#### Text to read ####

Deirdre Gribbin (b. 1967)

Deirdre Gribbin

Deirdre Gribbin

Composer
Deirdre Gribbin (b. 1967)
Composition Year
2010
Work Movements
1. The Given Note
2. Oracle
3. Gifts of Rain
4. Lovers on Aran
Artists
Vanbrugh Quartet (Gregory Ellis, Keith Pascoe [violins] Simon Aspell [viola] Christopher Marwood [cello]), Sebastian Philpott [trumpet], Ann De Renais [soprano]

Programme Note Writer:
© Deirdre Gribbin

I come from an island whose history is so deeply affected by the water, which surrounds it. It is a place where Celtic art flourished much longer than in the rest of Europe because the tide of change was distanced by the waters surrounding its island shores. It is also a place from which immigrants left in droves after the blight of the famine in the 1840’s, seeking better lives in new lands. I grew up in Belfast; Beal Feirste whose name in gaelic means mouth of the Sandy ford where the River Lagan flows into Belfast Lough. Being close to water was a part of my growing up. Getting away from it all, to the sea, out of Belfast’s turbulent troubled city in the 1970’s and, losing myself by the waters edge, listening to the stillness of waves breaking is part of my deepest core.

#### Information provided ####

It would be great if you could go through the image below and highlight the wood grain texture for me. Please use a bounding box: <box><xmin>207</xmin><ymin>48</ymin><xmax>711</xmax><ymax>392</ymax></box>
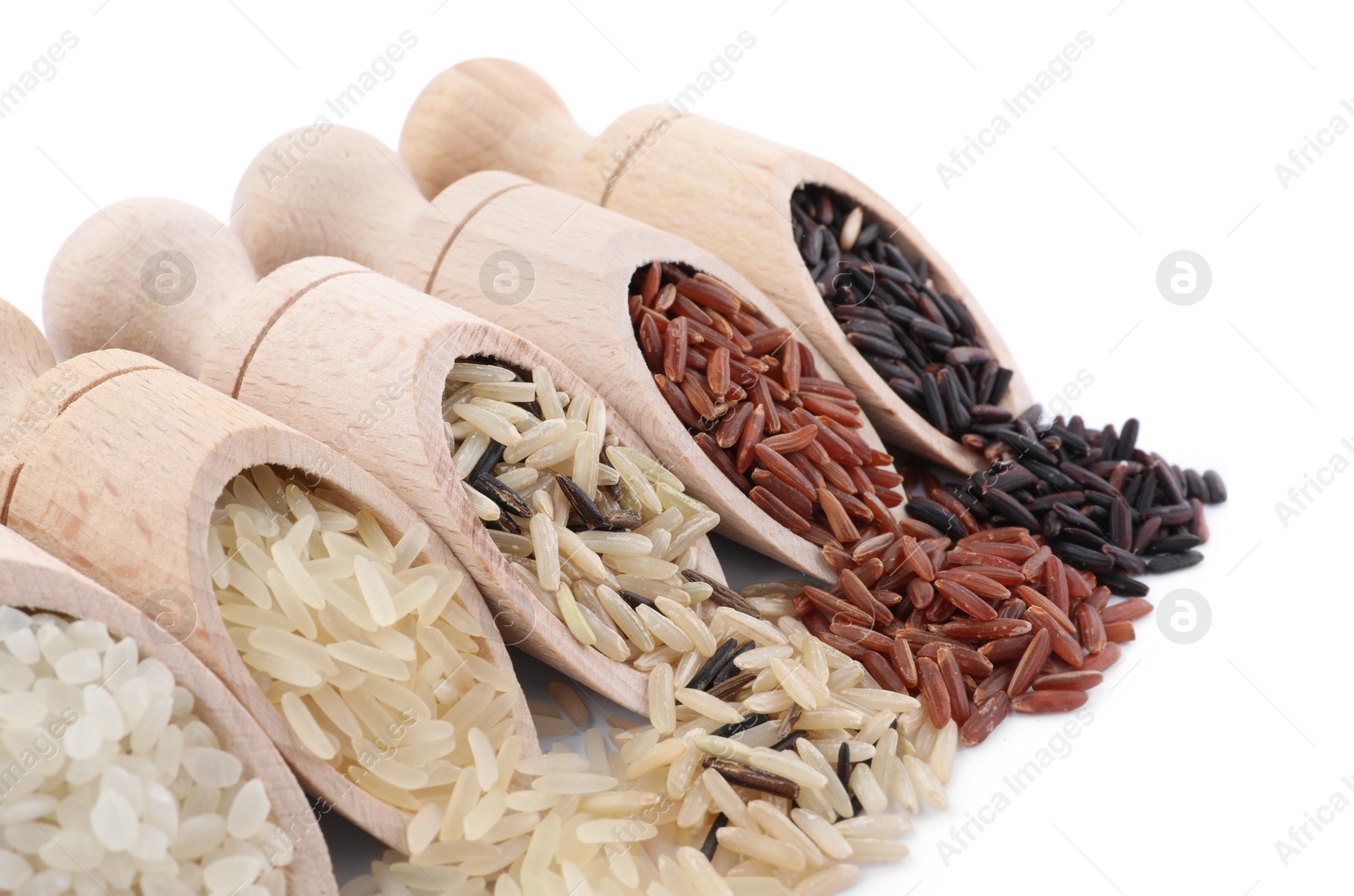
<box><xmin>399</xmin><ymin>59</ymin><xmax>1032</xmax><ymax>472</ymax></box>
<box><xmin>234</xmin><ymin>127</ymin><xmax>910</xmax><ymax>580</ymax></box>
<box><xmin>0</xmin><ymin>527</ymin><xmax>338</xmax><ymax>896</ymax></box>
<box><xmin>0</xmin><ymin>344</ymin><xmax>522</xmax><ymax>850</ymax></box>
<box><xmin>47</xmin><ymin>200</ymin><xmax>723</xmax><ymax>713</ymax></box>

####

§ **Problems to solve**:
• a. Update the passage of the program note that opens with the words containing "I come from" and closes with "my deepest core.", changing "famine" to "hunger" throughout.
• b. Carry the program note about growing up by the water forward from its final sentence.

§ **Replies**:
• a.
I come from an island whose history is so deeply affected by the water, which surrounds it. It is a place where Celtic art flourished much longer than in the rest of Europe because the tide of change was distanced by the waters surrounding its island shores. It is also a place from which immigrants left in droves after the blight of the hunger in the 1840’s, seeking better lives in new lands. I grew up in Belfast; Beal Feirste whose name in gaelic means mouth of the Sandy ford where the River Lagan flows into Belfast Lough. Being close to water was a part of my growing up. Getting away from it all, to the sea, out of Belfast’s turbulent troubled city in the 1970’s and, losing myself by the waters edge, listening to the stillness of waves breaking is part of my deepest core.

• b.
One of my earliest memories is of standing at the back of the Liverpool ferry watching the grey sea foaming in the ship’s wake journeying down Belfast Lough and watching the land which was so familiar to me vanish into the distance. When I left Ireland to come to London on that same ferry some years later, I knew that this leaving had a greater meaning. It was to mark a journey’s end and a new beginning onto a different island. I was taking with me the essence of the place, the remembrances of encounters with the land and water and Seamus Heaney’s poetry, a touchstone and talisman. Not to have those words at hand would mean that something so fundamental to me would be missing. This poetry with all its truth and directness was a salve for me on new ground and revealed itself fully many years later through my encounter with Heaney himself and Anahorish.

Being one of the Island People is for me a metaphor for my life as a composer. I forced myself to step off the solid familiarity of the known ground and venture anew onto a different solid land to a new place, a new island and further.

This symbolizes the nature of writing music, a thing, which is always in flux, stable for a moment and then moving on another wave as clear and as troubled as the depths of the sea itself. This collection of chamber works is rather like a group of interrelated short stories which explore and question the nature of the fragility of the human spirit on the firmament, and, across the sea.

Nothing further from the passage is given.